Medical and Dental Consultants Association of Nigeria (MDCAN) of the Chukwuemeka Odumegwu Ojukwu University Teaching Hospital (COOUTH) on Monday embarked on a seven-day warning strike.
The News Agency of Nigeria (NAN) correspondent, who visited the hospital reports that relations of patients at the teaching hospital were making frantic efforts to move their loved ones to an alternative healthcare facility.
They alleged that they had been advised to do so as doctors were no longer available to attend to them.
It would be recalled that Association Resident Doctors (ARD), COOUTH branch had been on an indefinite strike for three weeks over what they termed poor working conditions.
The ARD said the state government were paying only 40 per cent of the Consolidated Medical Salary Scales to doctors and have not provided funding for befitting for the status of COOUTH as a teaching hospital.
The consultants had notified the hospital management of their resolve to embark on the one week strike in a letter dated May 31, signed by Dr Chukwudi Okani and Samuel Udobi, Chairman and Publicity Secretary respectively.
MDCAN promised to resume work on June 10, while pleading that the general public should understand their action.
According to them, “we sincerely apologise to our patients to bear with us as we have to take this harsh decision at this period to be able to guarantee a functional healthcare system.”

→ Material supplied:
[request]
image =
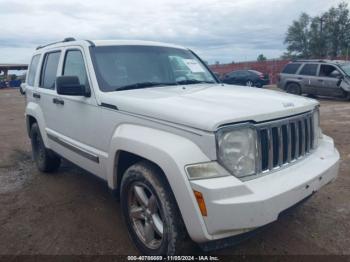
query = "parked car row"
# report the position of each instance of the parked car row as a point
(316, 77)
(311, 77)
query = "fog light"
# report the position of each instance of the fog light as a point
(201, 203)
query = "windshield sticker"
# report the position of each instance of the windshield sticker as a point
(193, 65)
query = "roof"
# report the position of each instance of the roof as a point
(14, 66)
(321, 61)
(71, 41)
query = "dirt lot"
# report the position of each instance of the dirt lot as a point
(72, 212)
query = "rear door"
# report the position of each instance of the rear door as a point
(308, 78)
(329, 81)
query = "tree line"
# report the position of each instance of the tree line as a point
(323, 36)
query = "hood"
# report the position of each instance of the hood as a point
(208, 106)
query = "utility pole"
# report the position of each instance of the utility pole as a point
(321, 46)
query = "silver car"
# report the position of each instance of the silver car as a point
(316, 77)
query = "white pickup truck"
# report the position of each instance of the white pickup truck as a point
(187, 154)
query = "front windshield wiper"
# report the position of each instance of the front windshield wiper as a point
(143, 85)
(194, 81)
(153, 84)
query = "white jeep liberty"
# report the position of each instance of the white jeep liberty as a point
(187, 154)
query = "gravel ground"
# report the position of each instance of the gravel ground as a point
(72, 212)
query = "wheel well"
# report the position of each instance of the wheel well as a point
(30, 121)
(124, 159)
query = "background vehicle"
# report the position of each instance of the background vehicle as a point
(185, 153)
(316, 77)
(246, 78)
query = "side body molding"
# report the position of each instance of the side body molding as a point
(34, 110)
(171, 153)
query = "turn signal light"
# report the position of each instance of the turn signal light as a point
(201, 203)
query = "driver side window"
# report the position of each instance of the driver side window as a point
(74, 66)
(329, 71)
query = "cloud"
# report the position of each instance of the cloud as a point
(223, 30)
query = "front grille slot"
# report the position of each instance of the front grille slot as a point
(285, 141)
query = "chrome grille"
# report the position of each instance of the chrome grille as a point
(284, 141)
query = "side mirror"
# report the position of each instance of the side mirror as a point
(70, 86)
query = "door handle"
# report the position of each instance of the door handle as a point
(36, 95)
(58, 101)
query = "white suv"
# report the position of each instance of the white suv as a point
(186, 153)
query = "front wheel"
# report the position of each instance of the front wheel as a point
(150, 212)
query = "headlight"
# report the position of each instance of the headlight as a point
(317, 129)
(237, 149)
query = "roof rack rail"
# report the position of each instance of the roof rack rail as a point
(67, 39)
(309, 60)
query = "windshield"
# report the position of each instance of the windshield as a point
(130, 67)
(346, 68)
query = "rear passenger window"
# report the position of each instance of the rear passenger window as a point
(33, 68)
(49, 71)
(309, 70)
(291, 68)
(74, 66)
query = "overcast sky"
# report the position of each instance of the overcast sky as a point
(218, 30)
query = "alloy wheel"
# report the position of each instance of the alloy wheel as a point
(145, 215)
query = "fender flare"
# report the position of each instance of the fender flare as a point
(171, 153)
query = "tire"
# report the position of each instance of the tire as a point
(46, 160)
(294, 89)
(148, 206)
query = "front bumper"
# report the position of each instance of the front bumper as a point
(235, 207)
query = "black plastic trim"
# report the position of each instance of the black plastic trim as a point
(109, 106)
(75, 149)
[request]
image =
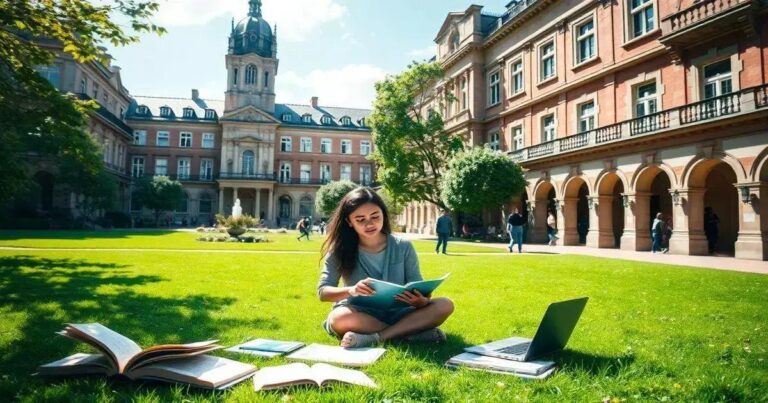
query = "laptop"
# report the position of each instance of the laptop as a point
(554, 331)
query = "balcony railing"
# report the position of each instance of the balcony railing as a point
(747, 101)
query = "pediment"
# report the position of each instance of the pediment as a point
(249, 114)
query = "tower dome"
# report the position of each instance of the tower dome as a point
(253, 34)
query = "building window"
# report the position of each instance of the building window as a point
(305, 145)
(250, 75)
(137, 167)
(345, 173)
(365, 175)
(209, 140)
(163, 139)
(547, 60)
(325, 173)
(326, 146)
(517, 77)
(286, 144)
(586, 113)
(346, 146)
(585, 41)
(305, 174)
(161, 167)
(140, 137)
(285, 172)
(493, 141)
(494, 88)
(517, 137)
(249, 162)
(645, 99)
(185, 140)
(463, 93)
(184, 166)
(206, 169)
(365, 147)
(642, 15)
(548, 128)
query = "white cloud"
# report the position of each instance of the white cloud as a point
(349, 86)
(295, 19)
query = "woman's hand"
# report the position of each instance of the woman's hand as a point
(361, 288)
(414, 299)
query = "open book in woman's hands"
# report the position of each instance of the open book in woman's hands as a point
(384, 297)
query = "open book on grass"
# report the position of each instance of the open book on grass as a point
(384, 298)
(302, 374)
(181, 363)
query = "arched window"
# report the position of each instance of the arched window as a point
(305, 206)
(249, 163)
(250, 75)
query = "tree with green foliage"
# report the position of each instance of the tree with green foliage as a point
(158, 193)
(480, 178)
(36, 118)
(330, 194)
(411, 146)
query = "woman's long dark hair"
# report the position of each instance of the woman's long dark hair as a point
(342, 241)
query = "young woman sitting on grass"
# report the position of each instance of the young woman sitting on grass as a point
(360, 247)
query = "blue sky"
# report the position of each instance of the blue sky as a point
(333, 49)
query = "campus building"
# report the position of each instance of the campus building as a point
(618, 110)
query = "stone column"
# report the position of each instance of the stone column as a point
(752, 242)
(688, 223)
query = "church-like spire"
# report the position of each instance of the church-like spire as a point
(255, 10)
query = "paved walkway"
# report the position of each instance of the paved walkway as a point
(709, 262)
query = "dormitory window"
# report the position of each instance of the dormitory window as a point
(517, 77)
(585, 41)
(642, 17)
(547, 60)
(548, 128)
(645, 100)
(286, 144)
(494, 88)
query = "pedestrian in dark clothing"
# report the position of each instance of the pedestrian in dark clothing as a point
(443, 228)
(515, 224)
(711, 228)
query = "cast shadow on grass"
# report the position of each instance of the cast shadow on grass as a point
(38, 296)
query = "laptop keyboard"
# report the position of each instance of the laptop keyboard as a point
(517, 349)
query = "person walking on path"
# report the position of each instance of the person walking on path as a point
(552, 229)
(443, 228)
(657, 232)
(515, 224)
(711, 228)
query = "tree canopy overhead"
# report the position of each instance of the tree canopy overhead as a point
(37, 118)
(411, 146)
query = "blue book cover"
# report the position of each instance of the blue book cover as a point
(384, 298)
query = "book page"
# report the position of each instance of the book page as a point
(283, 375)
(353, 357)
(120, 348)
(328, 373)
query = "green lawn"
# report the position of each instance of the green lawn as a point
(649, 332)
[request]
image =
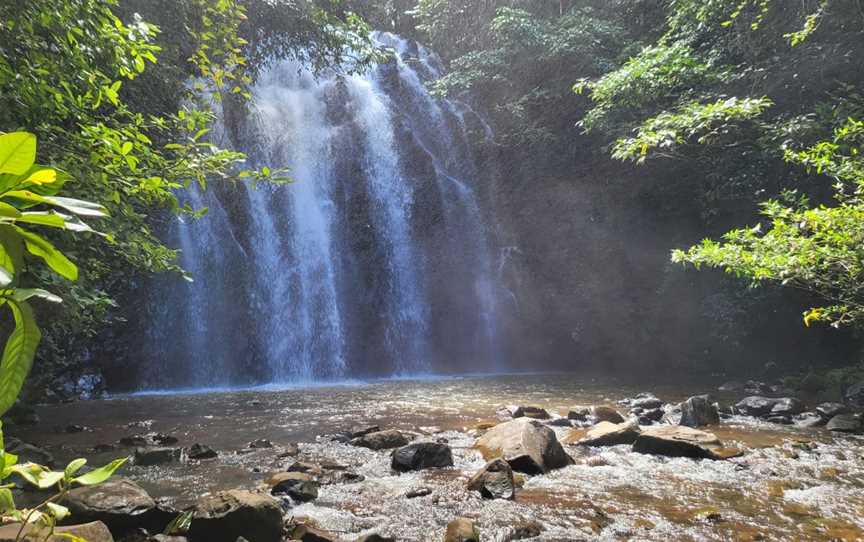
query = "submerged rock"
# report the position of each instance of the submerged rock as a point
(421, 455)
(382, 440)
(699, 411)
(527, 445)
(676, 441)
(462, 530)
(494, 481)
(610, 434)
(299, 486)
(119, 503)
(845, 423)
(228, 515)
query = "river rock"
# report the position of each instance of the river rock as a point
(536, 413)
(147, 457)
(829, 410)
(610, 434)
(845, 423)
(299, 486)
(462, 530)
(606, 414)
(699, 411)
(201, 451)
(787, 406)
(118, 502)
(527, 445)
(494, 481)
(755, 405)
(421, 455)
(676, 441)
(228, 515)
(381, 440)
(95, 531)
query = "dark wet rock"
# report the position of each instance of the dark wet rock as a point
(854, 395)
(533, 412)
(95, 531)
(29, 453)
(676, 441)
(829, 410)
(528, 445)
(201, 451)
(808, 419)
(523, 531)
(228, 515)
(699, 411)
(299, 486)
(610, 434)
(580, 414)
(418, 492)
(382, 440)
(606, 414)
(119, 503)
(845, 423)
(787, 406)
(149, 439)
(560, 422)
(421, 455)
(147, 457)
(494, 481)
(755, 405)
(462, 530)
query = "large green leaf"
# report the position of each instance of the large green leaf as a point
(18, 353)
(17, 152)
(39, 246)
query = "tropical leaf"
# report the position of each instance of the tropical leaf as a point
(18, 354)
(17, 152)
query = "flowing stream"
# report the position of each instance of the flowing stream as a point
(377, 260)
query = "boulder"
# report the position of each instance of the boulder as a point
(494, 481)
(610, 434)
(527, 445)
(381, 440)
(299, 486)
(829, 410)
(462, 530)
(421, 455)
(787, 406)
(699, 411)
(676, 441)
(201, 451)
(228, 515)
(606, 414)
(755, 405)
(119, 503)
(536, 413)
(845, 423)
(146, 457)
(95, 531)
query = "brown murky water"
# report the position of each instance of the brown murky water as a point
(790, 484)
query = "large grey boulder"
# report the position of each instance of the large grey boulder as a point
(677, 441)
(527, 445)
(381, 440)
(228, 515)
(699, 411)
(421, 455)
(494, 481)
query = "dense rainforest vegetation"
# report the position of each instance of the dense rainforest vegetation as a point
(739, 121)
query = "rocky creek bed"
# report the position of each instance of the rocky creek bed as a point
(404, 460)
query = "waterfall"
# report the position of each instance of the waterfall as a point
(376, 260)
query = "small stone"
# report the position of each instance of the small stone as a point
(461, 530)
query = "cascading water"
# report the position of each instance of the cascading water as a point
(376, 261)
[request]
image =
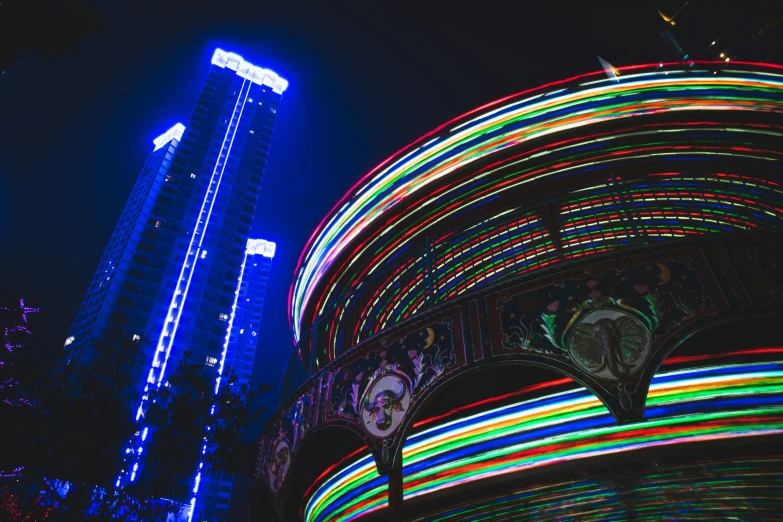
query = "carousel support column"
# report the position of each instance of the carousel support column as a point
(396, 512)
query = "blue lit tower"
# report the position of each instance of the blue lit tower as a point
(169, 273)
(214, 492)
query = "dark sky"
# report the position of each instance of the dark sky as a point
(365, 80)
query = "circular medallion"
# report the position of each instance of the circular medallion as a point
(610, 344)
(385, 403)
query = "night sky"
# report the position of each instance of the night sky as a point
(77, 126)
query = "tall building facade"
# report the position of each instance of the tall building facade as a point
(214, 492)
(168, 278)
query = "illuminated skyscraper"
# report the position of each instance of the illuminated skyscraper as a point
(169, 275)
(215, 490)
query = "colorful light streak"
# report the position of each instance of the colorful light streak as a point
(683, 406)
(445, 174)
(730, 489)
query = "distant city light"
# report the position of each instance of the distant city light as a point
(174, 133)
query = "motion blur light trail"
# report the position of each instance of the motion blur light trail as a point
(657, 113)
(735, 489)
(687, 405)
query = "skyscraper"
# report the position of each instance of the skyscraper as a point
(169, 275)
(214, 493)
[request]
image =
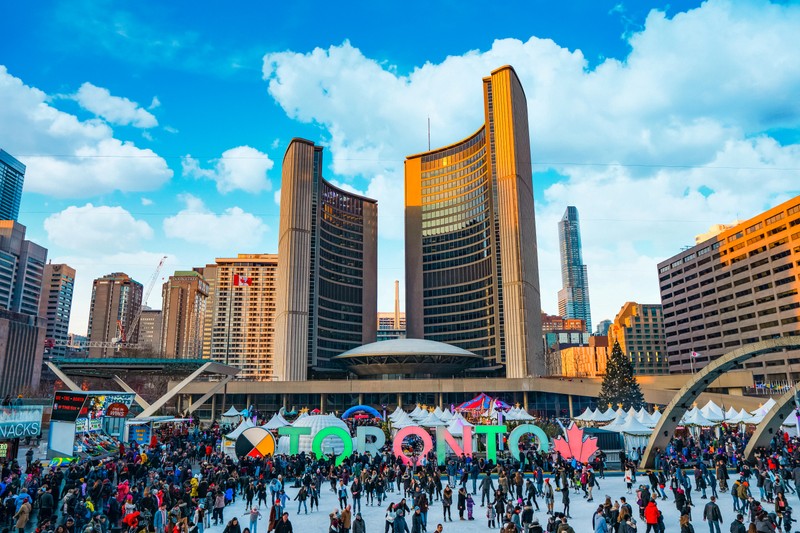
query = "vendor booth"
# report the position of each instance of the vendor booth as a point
(86, 423)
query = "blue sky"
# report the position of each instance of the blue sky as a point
(153, 128)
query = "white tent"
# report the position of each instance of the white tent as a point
(277, 421)
(432, 421)
(403, 420)
(316, 423)
(606, 416)
(245, 424)
(634, 433)
(231, 412)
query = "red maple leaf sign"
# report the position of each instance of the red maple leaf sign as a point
(574, 445)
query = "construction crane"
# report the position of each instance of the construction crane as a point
(121, 340)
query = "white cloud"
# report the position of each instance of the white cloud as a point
(228, 232)
(90, 227)
(115, 109)
(687, 112)
(241, 168)
(67, 157)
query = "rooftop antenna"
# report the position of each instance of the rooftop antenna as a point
(429, 134)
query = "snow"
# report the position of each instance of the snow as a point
(581, 510)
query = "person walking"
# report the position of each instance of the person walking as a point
(713, 515)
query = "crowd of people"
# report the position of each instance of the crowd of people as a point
(184, 483)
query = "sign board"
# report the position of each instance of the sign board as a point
(67, 405)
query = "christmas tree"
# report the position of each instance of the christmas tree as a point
(619, 384)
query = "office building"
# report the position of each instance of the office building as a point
(116, 301)
(150, 332)
(472, 277)
(240, 322)
(602, 328)
(21, 269)
(12, 177)
(734, 289)
(392, 325)
(580, 361)
(639, 329)
(184, 298)
(22, 341)
(55, 304)
(573, 298)
(327, 274)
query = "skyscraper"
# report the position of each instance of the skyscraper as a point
(21, 269)
(240, 326)
(736, 287)
(116, 301)
(472, 277)
(55, 304)
(327, 275)
(12, 176)
(183, 310)
(573, 298)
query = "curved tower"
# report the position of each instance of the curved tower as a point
(327, 268)
(472, 276)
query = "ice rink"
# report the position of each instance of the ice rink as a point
(580, 509)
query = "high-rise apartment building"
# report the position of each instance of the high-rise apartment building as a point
(150, 332)
(327, 276)
(21, 269)
(55, 304)
(573, 298)
(736, 288)
(240, 324)
(602, 328)
(639, 329)
(116, 301)
(184, 298)
(472, 277)
(12, 176)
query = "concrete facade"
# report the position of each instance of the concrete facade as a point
(116, 300)
(239, 329)
(21, 352)
(639, 329)
(184, 298)
(737, 288)
(327, 274)
(55, 304)
(472, 276)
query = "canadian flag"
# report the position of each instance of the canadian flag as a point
(241, 281)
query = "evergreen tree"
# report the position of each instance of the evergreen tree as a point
(619, 384)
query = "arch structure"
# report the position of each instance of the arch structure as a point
(699, 382)
(361, 409)
(768, 427)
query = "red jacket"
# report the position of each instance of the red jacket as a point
(651, 513)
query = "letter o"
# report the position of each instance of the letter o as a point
(397, 442)
(343, 434)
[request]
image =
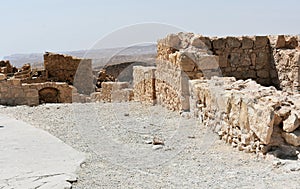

→ About this exercise:
Can you copy out, word for word, the stretch of the news report on the COOUTH doctors' strike from "It would be" through "understand their action."?

→ Solution for this exercise:
It would be recalled that Association Resident Doctors (ARD), COOUTH branch had been on an indefinite strike for three weeks over what they termed poor working conditions.
The ARD said the state government were paying only 40 per cent of the Consolidated Medical Salary Scales to doctors and have not provided funding for befitting for the status of COOUTH as a teaching hospital.
The consultants had notified the hospital management of their resolve to embark on the one week strike in a letter dated May 31, signed by Dr Chukwudi Okani and Samuel Udobi, Chairman and Publicity Secretary respectively.
MDCAN promised to resume work on June 10, while pleading that the general public should understand their action.